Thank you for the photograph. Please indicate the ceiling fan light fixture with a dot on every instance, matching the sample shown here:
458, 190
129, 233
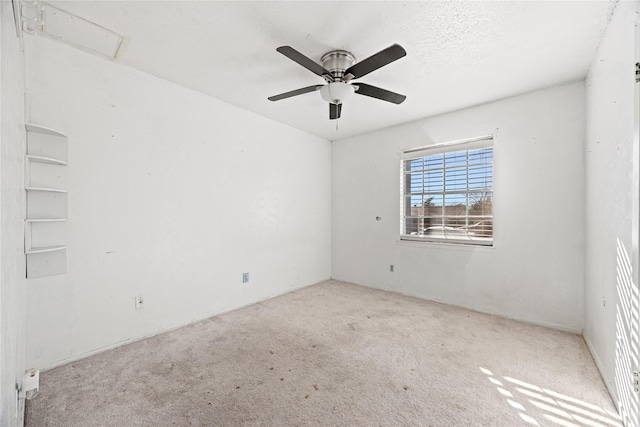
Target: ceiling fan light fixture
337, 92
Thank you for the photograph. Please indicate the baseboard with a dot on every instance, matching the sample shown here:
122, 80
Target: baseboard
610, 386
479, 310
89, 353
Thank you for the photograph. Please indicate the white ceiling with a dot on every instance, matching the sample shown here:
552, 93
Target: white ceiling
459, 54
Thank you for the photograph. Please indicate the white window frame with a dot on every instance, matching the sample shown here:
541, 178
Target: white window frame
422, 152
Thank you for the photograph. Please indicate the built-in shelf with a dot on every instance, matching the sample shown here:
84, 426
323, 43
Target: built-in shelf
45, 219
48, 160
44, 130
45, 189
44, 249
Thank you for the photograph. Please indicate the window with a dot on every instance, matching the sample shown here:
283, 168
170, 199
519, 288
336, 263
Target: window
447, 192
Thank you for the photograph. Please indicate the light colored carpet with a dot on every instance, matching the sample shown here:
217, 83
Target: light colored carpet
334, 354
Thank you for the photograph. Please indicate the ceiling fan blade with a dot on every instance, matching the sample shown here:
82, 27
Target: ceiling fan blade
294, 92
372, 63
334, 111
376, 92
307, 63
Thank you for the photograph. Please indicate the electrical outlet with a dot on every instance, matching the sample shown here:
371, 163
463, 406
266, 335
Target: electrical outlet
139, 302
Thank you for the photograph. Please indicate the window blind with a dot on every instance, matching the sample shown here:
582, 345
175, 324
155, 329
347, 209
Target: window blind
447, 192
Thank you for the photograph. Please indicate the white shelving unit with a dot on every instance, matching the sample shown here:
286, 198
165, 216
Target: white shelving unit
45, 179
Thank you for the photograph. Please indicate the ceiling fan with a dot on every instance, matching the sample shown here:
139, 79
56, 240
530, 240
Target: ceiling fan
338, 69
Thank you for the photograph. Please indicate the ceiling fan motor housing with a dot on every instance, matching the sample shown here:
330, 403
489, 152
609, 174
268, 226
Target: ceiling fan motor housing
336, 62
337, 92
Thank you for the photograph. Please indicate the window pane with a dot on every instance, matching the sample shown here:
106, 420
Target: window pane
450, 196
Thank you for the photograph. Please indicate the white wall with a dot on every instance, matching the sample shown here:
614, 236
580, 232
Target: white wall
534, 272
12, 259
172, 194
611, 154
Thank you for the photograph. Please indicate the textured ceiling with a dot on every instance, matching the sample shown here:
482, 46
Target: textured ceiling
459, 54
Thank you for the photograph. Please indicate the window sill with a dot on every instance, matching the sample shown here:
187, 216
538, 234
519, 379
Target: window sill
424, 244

==========

Could you reproduce all of the data above word for word, leaving out the picture?

• Output:
Thank you for the photograph. Please indicate the ceiling fan light fixture with a dot on every instance, matching the sample shown here:
458, 190
129, 233
Target: ceiling fan light fixture
337, 92
Thank you for the photograph. Please indicate the baseboard with a dot on every instance, matching the sample shown here:
122, 80
Target: baseboard
610, 386
479, 310
89, 353
Thank you for the photograph. Please indicate the white ceiling with a dot on every instance, matching the sample shown here:
552, 93
Target: white ceiling
459, 54
Thank you for the photograph. Please indicate the white window frame with a dot on every instance, matching the sample shown here:
541, 178
Target: white window frame
422, 152
Thank you for the photograph. Please indicate the built-in shelf with a dot on every instance, matching the sample shown here:
84, 426
323, 43
Target: built-in shelf
45, 219
48, 160
44, 130
45, 189
44, 249
Thank you for the photograph. Please indicate the window with a dot on every instance, matching the sample shown here:
283, 168
170, 199
519, 288
336, 263
Target: window
447, 192
Thank you for the photograph. Please indicate the light colored carpet with a dot on every instance, matching the sample shown here:
217, 83
Target: light colored carpet
334, 354
Thank you for the photograph. Please indicate the ceiling fan blade with a dot on every instance, matching the sample shown here:
82, 27
Target: ceiling fan blade
294, 92
372, 63
334, 111
376, 92
307, 63
Thank you for the photograph. Please indicate the electrical outlet with a dot on every instance, matching the sample shown here:
371, 163
463, 406
266, 335
Target: electrical outlet
139, 302
Thank you for the photograph. Please indicate the window blind with a dot on every instance, matching the sample shown here:
582, 345
175, 324
155, 329
347, 209
Target: window blind
447, 192
Thank you for the photograph. Please indicate the white shelving unit with a dot on every instance, matching the sample shown here:
286, 198
165, 216
Target: white shelving unit
45, 179
Thank you for the photograph. Please indicate the ceiling fan with a dot on every instance, matching the sample shown here:
139, 79
56, 240
530, 240
Target: ceiling fan
338, 69
Thank you for the photograph. Please indicate the ceiling fan motor housing with a dot on every instance, matching the sample shown here:
330, 403
489, 152
609, 174
268, 226
Target: ceiling fan motor housing
336, 62
337, 92
Thank you for the photograph. Please indicate the window pane with a dot on every instance, matching the sample shown here:
106, 420
Target: window pane
450, 196
Thank you for the photograph. Please indicate the white wall with a dot on every instance, matching the sample shown here:
614, 236
580, 232
Target: white wall
534, 272
12, 259
172, 194
611, 154
Thank you for the photograph. Please indicate the textured ceiling with a dot on every instance, matching the sample shown here:
482, 46
Target: textured ceiling
459, 54
Thank you for the photograph. Please indicate the window sill with a dot on every instance, matching the sample shown here:
187, 216
538, 234
519, 379
Target: window sill
424, 244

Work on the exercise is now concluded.